(Extract provided)
::::::

“Facing your fears” meets scientific fact in new therapy

(COLORADO) — A new therapy developed by Joanna Arch, a professor in the Department of Psychology and Neuroscience at the University of Colorado Boulder, is helping cancer patients face and process end-of-life fears.

The therapy is a written exposure-based coping intervention called EASE. The therapy is based on “written exposure therapy” (WET) which is a practice that helps people with post-traumatic stress disorder (PTSD) by encouraging them to write about past traumas.

Courtesy: Getty Images
Courtesy: Getty Images

EASE is different because it focuses on what lies ahead, on fears specifically related to the end of a person’s life, like the fear of being forgotten or the fear of saying goodbye to their children.

“It’s often easier to write about something traumatic than to speak it out loud, especially to someone you don’t know that well,” said Professor Arch. “Our findings suggest that participants can write their way into greater wellness in the form of strongly reduced cancer-related trauma, depression, anxiety and fear.”

::::::

(Data provided)
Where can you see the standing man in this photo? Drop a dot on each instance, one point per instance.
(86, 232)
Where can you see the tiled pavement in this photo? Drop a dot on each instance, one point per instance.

::::::

(Required tasks)
1. In the article on the EASE therapy, retype the stretch from "(COLORADO) — A" through "about past traumas.".
2. Answer these questions from the article on the EASE therapy:
(a) In which department is Joanna Arch a professor?
(b) What does the abbreviation WET stand for?
(c) What two end-of-life fears does the article give as examples?
3. Proceed with the article on the EASE therapy, starting after its final sentence.

(Task responses)
1.
(COLORADO) — A new therapy developed by Joanna Arch, a professor in the Department of Psychology and Neuroscience at the University of Colorado Boulder, is helping cancer patients face and process end-of-life fears.

The therapy is a written exposure-based coping intervention called EASE. The therapy is based on “written exposure therapy” (WET) which is a practice that helps people with post-traumatic stress disorder (PTSD) by encouraging them to write about past traumas.

2.
(a) The Department of Psychology and Neuroscience at the University of Colorado Boulder
(b) Written exposure therapy
(c) The fear of being forgotten and the fear of saying goodbye to their children

3.
The patients go through 5 sessions, identifying their biggest cancer-related fear, and isolating the part that makes them the most afraid. At that point, they write a story about the fear, including a worst-case scenario and how that makes them feel. Finally, they are encouraged to consider if that scenario is realistic. Then they come up with either an action plan for coping with the inevitable or to take steps to create a better outcome.

Arch did a pilot trial with 29 adults who had Stage III or IV cancer and were suffering from anxiety, depression, fatigue, and hopelessness. Of the 29 tested, 25 completed the sessions, and the mental and emotional well-being of all 25 patients improved significantly. Also, the improvement remained when tested 4 and a half months later.

Courtesy: Getty Images
Courtesy: Getty Images

In agreement with age-old maxims about facing your fears, research has shown that avoiding a fear can increase its power and intensify symptoms. Writing about the fear in detail, vividly describing what it looks, sounds, smells, tastes, and feels like is scary, but helps cancer patients “radically encounter” that avoidance, Arch said.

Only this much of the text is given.